Stored data entries
◆ ◆ ◆ ◆ ◆
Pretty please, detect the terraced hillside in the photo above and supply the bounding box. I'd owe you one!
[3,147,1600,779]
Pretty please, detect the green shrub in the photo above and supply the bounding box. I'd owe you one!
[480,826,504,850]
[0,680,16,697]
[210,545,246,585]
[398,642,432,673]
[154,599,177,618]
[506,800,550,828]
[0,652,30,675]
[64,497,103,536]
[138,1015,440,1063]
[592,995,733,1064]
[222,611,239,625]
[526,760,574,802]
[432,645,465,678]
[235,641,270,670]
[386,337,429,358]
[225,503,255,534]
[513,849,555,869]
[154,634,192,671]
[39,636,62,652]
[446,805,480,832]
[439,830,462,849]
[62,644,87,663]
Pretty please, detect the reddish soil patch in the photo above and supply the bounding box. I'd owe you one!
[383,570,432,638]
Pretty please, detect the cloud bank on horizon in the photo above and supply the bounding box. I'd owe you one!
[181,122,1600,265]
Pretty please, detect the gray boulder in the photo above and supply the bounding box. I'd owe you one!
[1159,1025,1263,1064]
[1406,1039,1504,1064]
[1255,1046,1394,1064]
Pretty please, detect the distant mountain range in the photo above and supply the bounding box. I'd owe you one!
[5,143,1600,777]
◆ ◆ ◆ ◆ ◆
◆ **Directions**: Word for word, repeat the line holding "Pretty please, detect the distant" and all lines after it through the end of the entries above.

◆ **Written solution**:
Pretty please, detect the distant mountain range in the photo above and supply the bounding box. I'd owe you one!
[5,143,1600,777]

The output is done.